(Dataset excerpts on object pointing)
++++++++++++++++++++

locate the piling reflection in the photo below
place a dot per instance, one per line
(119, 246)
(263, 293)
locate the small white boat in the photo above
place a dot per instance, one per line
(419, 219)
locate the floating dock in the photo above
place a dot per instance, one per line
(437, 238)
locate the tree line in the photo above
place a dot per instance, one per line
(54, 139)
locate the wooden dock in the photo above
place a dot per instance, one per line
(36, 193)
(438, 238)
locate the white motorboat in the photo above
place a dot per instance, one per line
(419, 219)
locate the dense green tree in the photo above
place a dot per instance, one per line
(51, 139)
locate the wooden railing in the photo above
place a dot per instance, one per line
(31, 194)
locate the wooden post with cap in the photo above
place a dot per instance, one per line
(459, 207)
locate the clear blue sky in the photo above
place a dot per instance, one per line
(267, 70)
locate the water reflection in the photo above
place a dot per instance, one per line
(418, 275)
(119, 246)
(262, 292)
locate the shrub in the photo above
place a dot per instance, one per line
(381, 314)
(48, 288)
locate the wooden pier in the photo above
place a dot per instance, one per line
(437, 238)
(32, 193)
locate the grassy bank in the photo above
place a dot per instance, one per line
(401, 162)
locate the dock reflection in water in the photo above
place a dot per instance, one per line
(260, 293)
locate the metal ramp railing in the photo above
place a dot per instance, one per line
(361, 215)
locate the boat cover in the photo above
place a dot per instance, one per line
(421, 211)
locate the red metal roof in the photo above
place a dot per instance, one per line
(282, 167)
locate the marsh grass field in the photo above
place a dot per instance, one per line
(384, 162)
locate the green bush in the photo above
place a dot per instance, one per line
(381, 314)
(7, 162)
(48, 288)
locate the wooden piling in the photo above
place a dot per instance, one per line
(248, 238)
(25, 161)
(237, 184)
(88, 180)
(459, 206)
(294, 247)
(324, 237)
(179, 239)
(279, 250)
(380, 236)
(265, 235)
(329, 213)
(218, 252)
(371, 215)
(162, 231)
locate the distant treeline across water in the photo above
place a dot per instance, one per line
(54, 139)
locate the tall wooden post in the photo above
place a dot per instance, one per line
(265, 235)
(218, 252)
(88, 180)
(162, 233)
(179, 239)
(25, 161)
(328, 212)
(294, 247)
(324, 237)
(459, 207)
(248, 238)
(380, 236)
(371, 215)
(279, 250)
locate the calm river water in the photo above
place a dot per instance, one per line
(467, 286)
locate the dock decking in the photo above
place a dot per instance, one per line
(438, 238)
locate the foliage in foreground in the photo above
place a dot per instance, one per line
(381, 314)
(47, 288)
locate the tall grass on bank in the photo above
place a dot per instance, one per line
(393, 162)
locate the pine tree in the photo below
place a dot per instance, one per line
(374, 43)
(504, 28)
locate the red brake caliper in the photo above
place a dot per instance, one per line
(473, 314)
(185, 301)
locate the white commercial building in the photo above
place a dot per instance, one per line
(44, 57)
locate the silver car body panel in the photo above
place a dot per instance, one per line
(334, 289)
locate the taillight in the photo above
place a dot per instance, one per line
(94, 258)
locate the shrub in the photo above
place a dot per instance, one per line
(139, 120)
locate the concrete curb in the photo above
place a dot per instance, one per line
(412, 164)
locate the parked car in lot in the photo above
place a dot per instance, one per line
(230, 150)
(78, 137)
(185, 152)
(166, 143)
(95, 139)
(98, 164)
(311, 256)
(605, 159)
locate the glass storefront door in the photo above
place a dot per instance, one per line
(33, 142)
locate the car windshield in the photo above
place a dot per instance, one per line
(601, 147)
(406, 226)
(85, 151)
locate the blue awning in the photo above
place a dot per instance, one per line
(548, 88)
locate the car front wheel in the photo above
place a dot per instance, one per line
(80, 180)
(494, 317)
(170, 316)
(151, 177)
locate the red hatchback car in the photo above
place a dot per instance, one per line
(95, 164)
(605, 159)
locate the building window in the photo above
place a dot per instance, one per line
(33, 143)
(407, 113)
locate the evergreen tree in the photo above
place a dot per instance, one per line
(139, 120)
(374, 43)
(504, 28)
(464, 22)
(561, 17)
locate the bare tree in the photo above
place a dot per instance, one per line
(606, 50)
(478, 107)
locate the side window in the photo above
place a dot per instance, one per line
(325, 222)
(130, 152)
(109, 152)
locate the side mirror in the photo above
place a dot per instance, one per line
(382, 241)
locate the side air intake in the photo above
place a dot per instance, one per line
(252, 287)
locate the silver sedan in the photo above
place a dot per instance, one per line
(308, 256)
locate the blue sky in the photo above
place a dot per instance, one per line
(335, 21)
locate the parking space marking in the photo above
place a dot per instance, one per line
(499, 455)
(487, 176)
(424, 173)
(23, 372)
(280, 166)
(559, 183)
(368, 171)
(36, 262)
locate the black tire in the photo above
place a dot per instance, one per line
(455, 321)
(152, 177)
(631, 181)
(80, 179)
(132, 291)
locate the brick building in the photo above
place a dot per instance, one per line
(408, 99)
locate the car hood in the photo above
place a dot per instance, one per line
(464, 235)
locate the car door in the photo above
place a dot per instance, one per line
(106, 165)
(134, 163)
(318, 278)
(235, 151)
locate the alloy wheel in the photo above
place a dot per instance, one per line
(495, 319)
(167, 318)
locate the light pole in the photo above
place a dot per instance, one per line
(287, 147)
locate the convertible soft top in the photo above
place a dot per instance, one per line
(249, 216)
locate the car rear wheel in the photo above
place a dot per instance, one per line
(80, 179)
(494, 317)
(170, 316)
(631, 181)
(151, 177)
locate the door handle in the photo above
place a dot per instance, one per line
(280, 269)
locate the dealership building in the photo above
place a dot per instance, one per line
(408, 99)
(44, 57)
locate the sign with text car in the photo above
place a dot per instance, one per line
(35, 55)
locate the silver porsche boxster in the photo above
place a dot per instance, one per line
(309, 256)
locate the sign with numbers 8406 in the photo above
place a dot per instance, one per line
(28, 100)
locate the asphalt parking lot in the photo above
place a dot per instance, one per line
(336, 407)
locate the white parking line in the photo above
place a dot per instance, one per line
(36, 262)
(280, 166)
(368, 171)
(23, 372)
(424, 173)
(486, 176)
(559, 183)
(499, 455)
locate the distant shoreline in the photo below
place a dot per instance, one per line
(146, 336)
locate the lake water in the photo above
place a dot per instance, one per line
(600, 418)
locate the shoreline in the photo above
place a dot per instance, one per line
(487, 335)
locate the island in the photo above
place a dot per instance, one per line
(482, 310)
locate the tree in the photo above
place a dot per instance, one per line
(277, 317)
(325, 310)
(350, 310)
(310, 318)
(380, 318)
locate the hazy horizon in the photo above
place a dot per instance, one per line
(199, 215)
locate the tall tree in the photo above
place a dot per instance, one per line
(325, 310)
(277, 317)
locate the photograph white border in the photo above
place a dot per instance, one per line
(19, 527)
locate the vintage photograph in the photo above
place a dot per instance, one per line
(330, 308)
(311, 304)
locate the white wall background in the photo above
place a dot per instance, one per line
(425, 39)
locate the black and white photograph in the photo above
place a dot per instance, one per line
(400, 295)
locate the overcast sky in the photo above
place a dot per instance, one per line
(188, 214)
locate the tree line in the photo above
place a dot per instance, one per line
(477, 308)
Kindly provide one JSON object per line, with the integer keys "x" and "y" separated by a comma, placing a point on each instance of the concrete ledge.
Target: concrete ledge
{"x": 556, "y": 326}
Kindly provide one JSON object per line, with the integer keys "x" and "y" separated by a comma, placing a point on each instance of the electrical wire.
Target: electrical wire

++++++++++++++++++++

▸ Challenge:
Reproduce all the data word for word.

▸ The completed task:
locate the piling reflection in the photo below
place a dot per instance, one per line
(119, 246)
(263, 293)
locate the small white boat in the photo above
place a dot per instance, one per line
(419, 219)
locate the floating dock in the photo above
place a dot per instance, one per line
(437, 238)
locate the tree line in the photo above
place a dot per instance, one per line
(54, 139)
locate the wooden dock in the photo above
place a dot per instance, one per line
(36, 193)
(438, 238)
locate the white motorboat in the photo above
place a dot per instance, one per line
(419, 219)
locate the dense green tree in the photo above
place a dot per instance, one per line
(51, 139)
locate the wooden railing in the photo above
place a dot per instance, one per line
(31, 194)
locate the wooden post with cap in the photo above
place a dot per instance, one per line
(459, 207)
locate the clear blue sky in the photo above
place a dot per instance, one per line
(267, 70)
locate the water reflection in the photo above
place a dot per instance, one per line
(418, 275)
(119, 246)
(262, 292)
locate the shrub in the photo above
place a dot per instance, one per line
(381, 314)
(48, 288)
locate the wooden pier in the photo above
place a dot per instance, one per line
(437, 238)
(32, 193)
locate the grassy bank in the photo above
place a dot per instance, one per line
(401, 162)
locate the dock reflection in water in the photo above
place a dot per instance, one per line
(260, 293)
locate the metal ramp railing in the photo above
place a dot per instance, one per line
(361, 215)
locate the boat cover in the photo above
place a dot per instance, one per line
(421, 211)
locate the red metal roof in the photo above
place a dot per instance, one per line
(282, 167)
locate the marsh grass field in the photo above
place a dot per instance, one per line
(384, 162)
locate the green bush in the photo above
place a dot per instance, one per line
(381, 314)
(7, 162)
(48, 288)
locate the wooden piling in the photo above
place a dot per instance, one per line
(248, 238)
(25, 161)
(237, 184)
(88, 180)
(459, 206)
(294, 247)
(324, 237)
(179, 239)
(279, 250)
(380, 236)
(265, 235)
(329, 213)
(218, 252)
(371, 215)
(162, 231)
locate the distant treeline across water in the photo above
place a dot per instance, one per line
(54, 139)
locate the tall wooden post in the photo above
place a dot per instance, one per line
(265, 235)
(218, 252)
(88, 180)
(162, 233)
(179, 239)
(25, 161)
(328, 212)
(294, 247)
(324, 237)
(459, 207)
(248, 238)
(380, 236)
(371, 215)
(279, 250)
locate the calm river water in the photo above
place a dot per instance, one per line
(467, 286)
locate the dock decking in the photo above
place a dot per instance, one per line
(438, 238)
locate the foliage in foreground in the photo above
place a dot per instance, one per line
(381, 314)
(47, 288)
locate the tall grass on bank in the photo above
place a dot per instance, one per line
(393, 162)
locate the pine tree in the photo below
place a dot per instance, one per line
(374, 43)
(504, 28)
locate the red brake caliper in the photo above
place a dot per instance, one per line
(473, 314)
(185, 301)
locate the white commercial building in the photo above
place a dot per instance, one per line
(44, 57)
locate the silver car body panel in the photo above
place a dot per instance, one per line
(334, 289)
locate the taillight in the photo above
place a dot per instance, one per line
(94, 258)
locate the shrub in the photo above
place a dot per instance, one per line
(139, 120)
locate the concrete curb in the photo above
place a dot per instance, one per line
(412, 164)
locate the parked car in lot in the photo above
place a dot per instance, one per line
(230, 150)
(78, 137)
(185, 152)
(166, 143)
(95, 139)
(98, 164)
(311, 256)
(605, 159)
locate the glass storefront door in the photo above
place a dot per instance, one per line
(33, 142)
locate the car windshield in the photo above
place a dot per instance, one per line
(601, 147)
(406, 226)
(85, 151)
locate the blue awning in the photo above
place a dot per instance, one per line
(548, 88)
locate the car front wheel in the photo above
place a dot per instance, one per line
(80, 180)
(494, 317)
(170, 316)
(151, 177)
locate the red hatchback car in the photo above
place a dot per instance, one per line
(95, 164)
(605, 159)
locate the building window in the photo above
place a dot per instance, one per line
(33, 143)
(407, 113)
locate the evergreen tree in the photo above
place a dot per instance, one per line
(139, 120)
(374, 43)
(504, 28)
(464, 22)
(561, 17)
locate the bare tree in the photo above
place a dot per instance, one per line
(606, 50)
(478, 107)
locate the side window in the photo above
place a dot per instance, one per line
(325, 222)
(130, 152)
(109, 152)
locate the side mirror in the photo above
place a dot per instance, one per line
(382, 241)
locate the side air intake in the photo above
place a dot per instance, one per line
(252, 287)
locate the silver sedan in the photo above
place a dot per instance, one per line
(308, 256)
locate the blue sky in the photo above
place a dot per instance, one per line
(335, 21)
locate the parking space marking in the photo above
place a dot per instance, one per line
(499, 455)
(487, 176)
(424, 173)
(23, 372)
(280, 166)
(559, 183)
(368, 171)
(36, 262)
locate the black tire in the photo above
place a dot per instance, one per line
(455, 321)
(152, 177)
(631, 181)
(80, 179)
(132, 291)
locate the brick building in the photo above
place a dot per instance, one per line
(408, 99)
locate the car hood in the photo above
place a dot per instance, one per line
(464, 235)
locate the car door in the photo above
place a dot per instance, one per line
(106, 165)
(134, 163)
(318, 278)
(235, 151)
locate the alloy wheel in the photo above
place a dot per instance, one per line
(495, 319)
(167, 318)
locate the light pole in the photo above
place a dot per instance, one per line
(287, 147)
locate the convertible soft top in the photo above
place a dot per instance, one per line
(249, 216)
locate the car rear wheel in the photo above
place a dot per instance, one per line
(80, 179)
(494, 317)
(170, 316)
(631, 181)
(151, 177)
locate the door handle in the photo above
place a dot per instance, one per line
(280, 269)
locate the dealership building in the photo above
place a dot per instance, one per line
(408, 99)
(44, 57)
locate the sign with text car in the photo above
place a dot per instance, one per line
(35, 55)
locate the silver porsche boxster in the photo above
place a dot per instance, one per line
(309, 256)
locate the sign with numbers 8406 in the photo above
place a dot per instance, one per line
(28, 100)
locate the asphalt parking lot in the photo above
place a dot per instance, one per line
(336, 407)
locate the white parking line in the photo above
place a dot per instance, one per line
(36, 262)
(280, 166)
(368, 171)
(23, 372)
(424, 173)
(486, 176)
(559, 183)
(499, 455)
locate the distant shoreline in the photo below
place a dot per instance, one per line
(146, 336)
locate the lake water in the photo above
place a dot per instance, one per line
(600, 418)
locate the shoreline in the photo above
place a dot per instance, one per line
(487, 335)
locate the island in the photo above
place a dot per instance, one per line
(482, 310)
locate the tree in the photo above
place a dot per instance, one per line
(277, 317)
(325, 310)
(350, 310)
(310, 318)
(380, 318)
locate the hazy horizon in the photo above
place a dot per instance, one per line
(199, 215)
locate the tall tree in the photo above
place a dot per instance, one per line
(325, 310)
(277, 317)
locate the photograph white border in the photo above
place a dot per instance, one per line
(19, 527)
locate the vintage photograph in the photo above
place a dot per instance, one per line
(330, 308)
(311, 304)
locate the white wall background in the photo above
place a dot per instance, one per line
(425, 39)
locate the black and white photograph in the photo above
place a dot per instance, one per line
(400, 295)
locate the overcast sky in the photo above
place a dot per instance, one per line
(188, 214)
locate the tree line in the photo above
place a dot per instance, one per line
(477, 308)
Kindly provide one JSON object per line, with the integer keys "x" and "y" separated by a comma, placing a point on each instance of the concrete ledge.
Target: concrete ledge
{"x": 556, "y": 326}
Kindly provide one JSON object per line, with the integer keys "x" and "y" separated by a comma, placing a point on each instance of the electrical wire.
Target: electrical wire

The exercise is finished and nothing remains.